== Referring expression data ==
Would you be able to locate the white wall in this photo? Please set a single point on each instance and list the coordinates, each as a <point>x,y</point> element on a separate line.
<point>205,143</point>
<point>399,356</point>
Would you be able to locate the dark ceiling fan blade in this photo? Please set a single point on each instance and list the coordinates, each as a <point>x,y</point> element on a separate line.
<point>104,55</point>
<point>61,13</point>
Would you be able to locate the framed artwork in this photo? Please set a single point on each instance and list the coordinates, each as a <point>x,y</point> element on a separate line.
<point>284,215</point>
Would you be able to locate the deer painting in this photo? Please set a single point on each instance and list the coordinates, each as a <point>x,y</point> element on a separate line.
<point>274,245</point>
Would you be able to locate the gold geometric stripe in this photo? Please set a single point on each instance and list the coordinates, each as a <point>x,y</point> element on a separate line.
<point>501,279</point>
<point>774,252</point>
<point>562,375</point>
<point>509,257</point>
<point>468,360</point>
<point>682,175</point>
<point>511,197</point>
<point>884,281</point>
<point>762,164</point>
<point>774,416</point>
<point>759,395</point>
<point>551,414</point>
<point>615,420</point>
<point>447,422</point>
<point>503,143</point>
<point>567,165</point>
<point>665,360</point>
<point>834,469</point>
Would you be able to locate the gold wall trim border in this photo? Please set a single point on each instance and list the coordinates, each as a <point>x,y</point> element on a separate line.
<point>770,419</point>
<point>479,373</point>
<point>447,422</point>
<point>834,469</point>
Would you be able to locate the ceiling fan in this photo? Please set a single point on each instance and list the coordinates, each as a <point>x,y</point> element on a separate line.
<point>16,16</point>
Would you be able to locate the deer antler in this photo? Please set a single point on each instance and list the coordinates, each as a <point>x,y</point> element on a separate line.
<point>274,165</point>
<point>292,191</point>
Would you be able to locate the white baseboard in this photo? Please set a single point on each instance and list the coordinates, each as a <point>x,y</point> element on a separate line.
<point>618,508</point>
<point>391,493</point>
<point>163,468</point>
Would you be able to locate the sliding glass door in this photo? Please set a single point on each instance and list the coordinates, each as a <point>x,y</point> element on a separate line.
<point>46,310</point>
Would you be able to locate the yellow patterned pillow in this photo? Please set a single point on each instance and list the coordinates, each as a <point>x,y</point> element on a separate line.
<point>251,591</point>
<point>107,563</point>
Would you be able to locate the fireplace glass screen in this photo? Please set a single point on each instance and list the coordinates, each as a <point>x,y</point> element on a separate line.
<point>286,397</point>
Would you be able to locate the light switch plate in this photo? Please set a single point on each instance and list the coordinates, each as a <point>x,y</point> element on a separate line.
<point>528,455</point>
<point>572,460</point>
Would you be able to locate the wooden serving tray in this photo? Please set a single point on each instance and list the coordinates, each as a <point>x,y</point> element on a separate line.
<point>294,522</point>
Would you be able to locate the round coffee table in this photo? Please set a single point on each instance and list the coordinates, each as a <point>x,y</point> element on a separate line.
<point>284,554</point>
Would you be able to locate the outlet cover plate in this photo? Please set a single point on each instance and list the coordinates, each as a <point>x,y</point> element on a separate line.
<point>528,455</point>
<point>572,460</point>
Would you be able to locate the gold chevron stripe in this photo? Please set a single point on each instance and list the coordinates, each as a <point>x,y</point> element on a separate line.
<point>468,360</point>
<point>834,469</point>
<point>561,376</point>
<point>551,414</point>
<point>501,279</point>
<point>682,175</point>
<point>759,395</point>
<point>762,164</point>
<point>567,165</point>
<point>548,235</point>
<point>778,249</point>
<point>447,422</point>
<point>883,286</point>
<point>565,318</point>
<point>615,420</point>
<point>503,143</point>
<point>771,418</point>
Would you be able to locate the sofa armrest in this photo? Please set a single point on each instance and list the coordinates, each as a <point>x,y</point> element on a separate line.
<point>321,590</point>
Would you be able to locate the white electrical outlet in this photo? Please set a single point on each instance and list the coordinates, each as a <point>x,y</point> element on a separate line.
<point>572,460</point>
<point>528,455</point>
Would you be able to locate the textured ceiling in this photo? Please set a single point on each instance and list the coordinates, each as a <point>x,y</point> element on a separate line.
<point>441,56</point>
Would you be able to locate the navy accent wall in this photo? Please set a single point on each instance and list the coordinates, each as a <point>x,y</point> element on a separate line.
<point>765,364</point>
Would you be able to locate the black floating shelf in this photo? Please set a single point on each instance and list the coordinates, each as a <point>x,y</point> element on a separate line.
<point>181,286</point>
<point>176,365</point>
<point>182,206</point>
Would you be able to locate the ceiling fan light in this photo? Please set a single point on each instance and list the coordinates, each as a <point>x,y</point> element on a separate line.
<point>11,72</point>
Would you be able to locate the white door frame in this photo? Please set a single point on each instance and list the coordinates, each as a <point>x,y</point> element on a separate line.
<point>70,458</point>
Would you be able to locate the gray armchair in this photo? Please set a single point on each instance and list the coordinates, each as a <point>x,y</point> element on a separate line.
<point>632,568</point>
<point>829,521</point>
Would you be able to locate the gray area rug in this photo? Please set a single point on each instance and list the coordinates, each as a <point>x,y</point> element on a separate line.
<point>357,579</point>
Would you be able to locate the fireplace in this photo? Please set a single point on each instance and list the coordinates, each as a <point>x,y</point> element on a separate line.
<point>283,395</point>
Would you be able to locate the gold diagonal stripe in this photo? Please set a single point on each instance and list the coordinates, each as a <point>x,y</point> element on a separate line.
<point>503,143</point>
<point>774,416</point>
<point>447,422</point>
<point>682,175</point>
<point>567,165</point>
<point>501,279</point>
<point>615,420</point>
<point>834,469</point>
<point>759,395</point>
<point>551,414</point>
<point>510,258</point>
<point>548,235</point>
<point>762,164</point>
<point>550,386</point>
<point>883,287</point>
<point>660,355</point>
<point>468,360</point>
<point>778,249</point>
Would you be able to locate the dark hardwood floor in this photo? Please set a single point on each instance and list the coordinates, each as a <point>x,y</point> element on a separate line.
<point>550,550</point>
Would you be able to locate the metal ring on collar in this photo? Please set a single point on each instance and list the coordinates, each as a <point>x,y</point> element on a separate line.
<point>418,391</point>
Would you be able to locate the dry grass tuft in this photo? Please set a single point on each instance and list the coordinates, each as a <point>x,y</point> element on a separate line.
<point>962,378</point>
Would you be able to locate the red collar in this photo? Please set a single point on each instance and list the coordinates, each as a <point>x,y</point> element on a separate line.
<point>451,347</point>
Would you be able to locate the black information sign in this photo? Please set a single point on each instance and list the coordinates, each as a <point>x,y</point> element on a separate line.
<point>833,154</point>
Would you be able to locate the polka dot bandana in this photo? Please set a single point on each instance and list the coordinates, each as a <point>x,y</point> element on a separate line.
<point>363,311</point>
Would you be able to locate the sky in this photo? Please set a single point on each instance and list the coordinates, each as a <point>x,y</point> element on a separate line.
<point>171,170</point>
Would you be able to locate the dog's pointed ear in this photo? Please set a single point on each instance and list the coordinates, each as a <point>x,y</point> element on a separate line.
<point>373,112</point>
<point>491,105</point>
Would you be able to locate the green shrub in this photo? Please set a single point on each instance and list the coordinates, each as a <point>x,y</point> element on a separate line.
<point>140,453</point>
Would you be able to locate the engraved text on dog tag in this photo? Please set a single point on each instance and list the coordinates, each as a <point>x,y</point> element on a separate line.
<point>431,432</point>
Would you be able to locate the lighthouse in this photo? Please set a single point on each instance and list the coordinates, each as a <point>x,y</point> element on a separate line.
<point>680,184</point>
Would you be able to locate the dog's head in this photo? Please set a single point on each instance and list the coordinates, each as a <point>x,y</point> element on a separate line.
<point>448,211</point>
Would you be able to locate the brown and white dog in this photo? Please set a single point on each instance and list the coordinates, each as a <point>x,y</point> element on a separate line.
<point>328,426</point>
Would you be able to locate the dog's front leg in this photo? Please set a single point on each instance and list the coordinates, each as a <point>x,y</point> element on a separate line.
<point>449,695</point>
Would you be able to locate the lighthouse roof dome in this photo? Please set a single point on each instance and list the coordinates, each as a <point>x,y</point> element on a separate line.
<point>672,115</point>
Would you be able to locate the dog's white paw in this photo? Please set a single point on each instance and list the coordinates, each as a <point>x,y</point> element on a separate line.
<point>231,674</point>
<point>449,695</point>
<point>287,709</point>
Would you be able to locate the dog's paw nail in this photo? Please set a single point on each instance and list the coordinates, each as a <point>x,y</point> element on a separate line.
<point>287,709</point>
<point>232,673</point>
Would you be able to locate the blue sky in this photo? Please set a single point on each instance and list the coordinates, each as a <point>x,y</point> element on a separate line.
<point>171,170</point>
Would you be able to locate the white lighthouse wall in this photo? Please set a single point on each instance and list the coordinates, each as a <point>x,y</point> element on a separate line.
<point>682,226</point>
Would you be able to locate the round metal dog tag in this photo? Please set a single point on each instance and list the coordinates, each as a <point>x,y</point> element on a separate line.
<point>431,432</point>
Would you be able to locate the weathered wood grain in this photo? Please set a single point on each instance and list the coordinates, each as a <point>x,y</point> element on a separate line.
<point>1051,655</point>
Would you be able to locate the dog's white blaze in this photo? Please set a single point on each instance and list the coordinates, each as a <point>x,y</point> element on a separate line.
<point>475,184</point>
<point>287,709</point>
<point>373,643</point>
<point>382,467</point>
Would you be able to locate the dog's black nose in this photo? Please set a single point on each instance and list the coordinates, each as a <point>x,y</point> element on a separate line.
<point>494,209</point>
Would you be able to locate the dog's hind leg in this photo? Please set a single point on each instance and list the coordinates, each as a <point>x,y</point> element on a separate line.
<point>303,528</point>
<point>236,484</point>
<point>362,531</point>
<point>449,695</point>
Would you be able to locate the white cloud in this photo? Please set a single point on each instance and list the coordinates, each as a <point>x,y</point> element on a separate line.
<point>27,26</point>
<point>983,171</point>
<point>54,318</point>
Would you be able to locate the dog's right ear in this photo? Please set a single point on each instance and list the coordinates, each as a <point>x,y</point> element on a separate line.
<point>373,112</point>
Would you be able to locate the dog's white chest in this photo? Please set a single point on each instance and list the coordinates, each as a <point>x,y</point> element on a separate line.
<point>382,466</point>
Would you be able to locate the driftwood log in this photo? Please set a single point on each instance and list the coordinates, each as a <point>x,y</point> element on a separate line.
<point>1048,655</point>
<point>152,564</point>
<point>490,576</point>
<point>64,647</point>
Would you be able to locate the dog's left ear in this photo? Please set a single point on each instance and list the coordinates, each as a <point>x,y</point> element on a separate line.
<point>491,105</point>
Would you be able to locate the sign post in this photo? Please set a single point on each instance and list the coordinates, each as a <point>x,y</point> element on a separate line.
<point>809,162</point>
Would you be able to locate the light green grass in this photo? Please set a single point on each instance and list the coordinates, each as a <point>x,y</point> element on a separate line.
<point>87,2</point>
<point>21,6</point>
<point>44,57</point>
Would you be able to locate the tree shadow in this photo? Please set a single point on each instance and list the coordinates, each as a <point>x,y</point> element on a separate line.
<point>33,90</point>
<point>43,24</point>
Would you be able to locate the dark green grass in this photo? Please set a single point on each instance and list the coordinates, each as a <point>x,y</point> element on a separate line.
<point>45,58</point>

== Task objective ==
Your answer must be the line with "Would you be able to locate the dark green" and all lines after it through the final line of the entries, copied exactly and with nothing added.

== Reply ==
Would you be able to locate the dark green grass in this photo? Please set a single point on each instance and list the coordinates, each as a <point>x,y</point> element on a separate line.
<point>45,58</point>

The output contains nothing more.